Personalized Medicine in the Era of Genomics

Enthusiastic predictions about personalized medicine have surrounded the sequencing of the human genome. As commonly used, the term predicts a leap forward in disease prevention and drug treatment, based on knowledge of individual genetic susceptibilities.^{1 - 2} According to Guttmacher and colleagues, “genomics-based knowledge and tools promise the ability to approach each patient as the biological individual he or she is, thereby radically changing our paradigms and improving efficacy.”³ Some emerging tests support this promise: mutations in the BRCA1 and BRCA2 genes identify women who have a high lifetime risk for breast and ovarian cancer⁴ and who are candidates for breast magnetic resonance imaging screening⁵ or prophylactic surgery.⁶ Similarly, many pharmacogenetic tests are under development as a means to improve the safety and efficacy of drug treatment.⁷ In each case, the useful application of a genetic test is linked to an intervention that improves health outcomes.

Nevertheless, claims of a new medical paradigm based on genomics merit careful scrutiny. The exhortation to prepare for a “genomics revolution”⁸ often assumes that genetic risk is different in kind from other health risks. Experienced clinicians might reasonably question this assumption and also might debate how much genetic testing is likely to contribute to the medical care of individual patients. Although genomic research will certainly yield translational benefits, a realistic appraisal suggests that genomics will make only modest contributions to personalized medicine as it is traditionally practiced.

As the BRCA example demonstrates, genetic tests can sometimes predict substantial risks for common diseases. However, BRCA mutations are rare and account for only a small minority of breast cancer cases; most genetic contributors to breast cancer risk have only small effects.^{9 - 11} Indeed, the call to assemble large cohorts for genomic research^{12 - 13} derives from the understanding that most gene variants associated with common diseases will have modest effects, often generating relative risks of 2 or less. Large study populations are therefore needed to achieve sufficient power to evaluate and replicate them.¹² As with other health risk factors, population risks of this magnitude will generally perform poorly in predicting outcomes for individual patients.^{14 - 15} By extension, many valid gene-disease associations are likely to have limited utility as predictive genetic tests.

===============

Extend the article on personalized medicine and genomics, picking up after its final sentence.

**Source data**:

===============

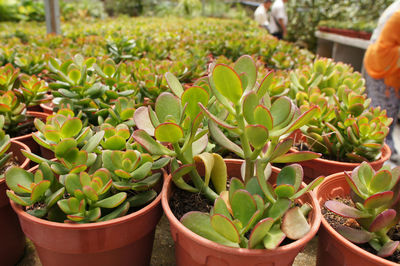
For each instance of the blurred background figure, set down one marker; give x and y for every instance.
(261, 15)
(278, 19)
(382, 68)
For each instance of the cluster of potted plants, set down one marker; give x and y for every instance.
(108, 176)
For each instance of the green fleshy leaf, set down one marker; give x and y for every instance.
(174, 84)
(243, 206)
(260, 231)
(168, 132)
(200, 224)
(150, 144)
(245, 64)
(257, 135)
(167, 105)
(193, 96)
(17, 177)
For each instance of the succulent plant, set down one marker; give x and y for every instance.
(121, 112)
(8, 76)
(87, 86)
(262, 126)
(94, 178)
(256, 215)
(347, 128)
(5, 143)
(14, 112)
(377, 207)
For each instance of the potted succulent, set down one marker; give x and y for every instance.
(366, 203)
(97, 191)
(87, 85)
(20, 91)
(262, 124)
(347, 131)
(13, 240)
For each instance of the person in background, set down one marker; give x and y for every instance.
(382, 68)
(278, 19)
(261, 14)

===============

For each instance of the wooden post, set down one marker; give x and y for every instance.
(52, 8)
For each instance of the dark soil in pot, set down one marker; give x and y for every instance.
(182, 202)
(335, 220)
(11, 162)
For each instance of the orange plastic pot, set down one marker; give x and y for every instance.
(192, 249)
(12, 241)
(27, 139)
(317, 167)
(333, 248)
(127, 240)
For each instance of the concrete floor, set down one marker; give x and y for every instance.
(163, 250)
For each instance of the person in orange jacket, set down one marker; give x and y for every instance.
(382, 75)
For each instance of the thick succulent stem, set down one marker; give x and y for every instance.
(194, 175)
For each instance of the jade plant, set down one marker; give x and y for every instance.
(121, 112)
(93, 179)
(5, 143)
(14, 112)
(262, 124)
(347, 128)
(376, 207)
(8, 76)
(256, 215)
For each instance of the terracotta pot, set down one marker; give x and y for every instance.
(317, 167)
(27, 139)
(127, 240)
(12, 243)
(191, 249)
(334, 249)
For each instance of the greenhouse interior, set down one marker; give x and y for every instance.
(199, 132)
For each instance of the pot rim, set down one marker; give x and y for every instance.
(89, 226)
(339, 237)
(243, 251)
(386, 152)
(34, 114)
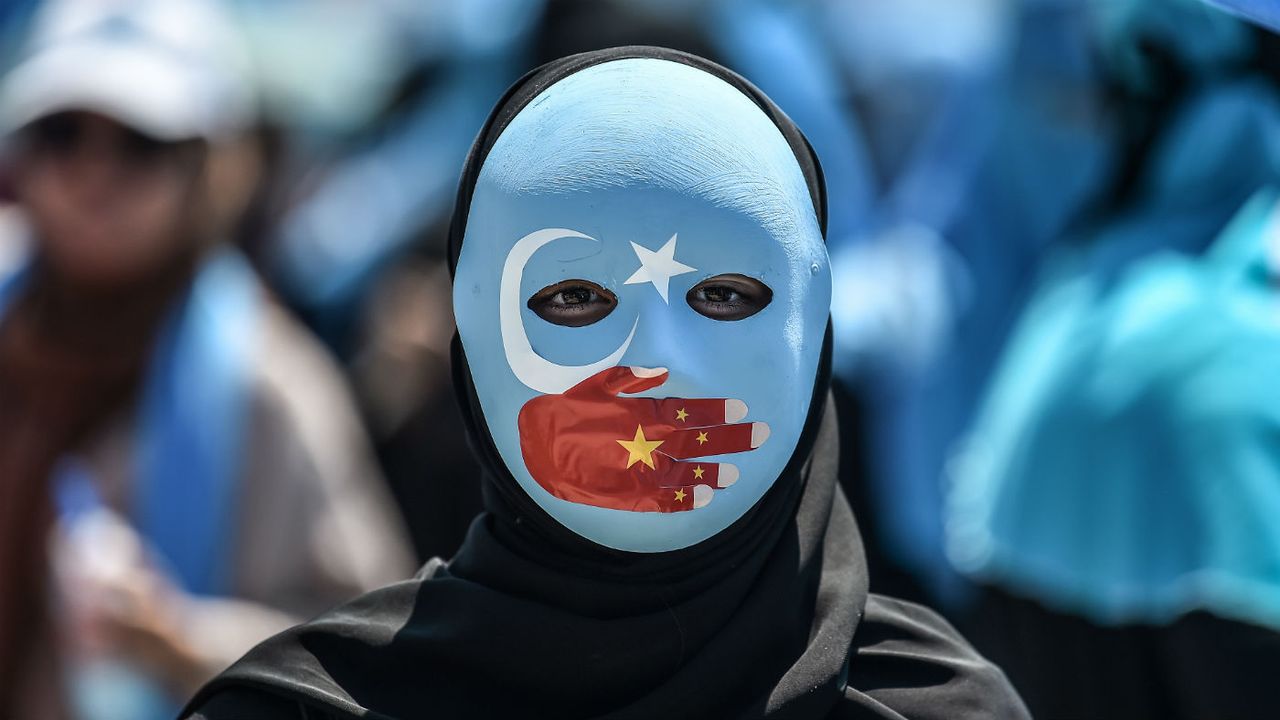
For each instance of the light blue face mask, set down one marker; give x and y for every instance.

===============

**Result for this task**:
The challenge can be further demonstrated by promising research on the genetics of age-related macular degeneration (AMD). Variants in several genes have now been identified as risk factors for this condition,^{16 - 19} with odds ratios for risk alleles ranging from 1.25 to 3 in the heterozygous state and 2 to 7 in the homozygous state. Some protective variants have also been identified. The minor allele frequencies for most of the genes are high, ranging from 10% to 40% in most studies.^{16 - 19} These findings are of great scientific interest because they confirm the importance of 2 mechanisms in the etiology of AMD, involving the complement pathway and angiogenesis. Genomic research provides tools for identifying important new biological pathways involved. But do such findings represent a step forward for personalized medicine?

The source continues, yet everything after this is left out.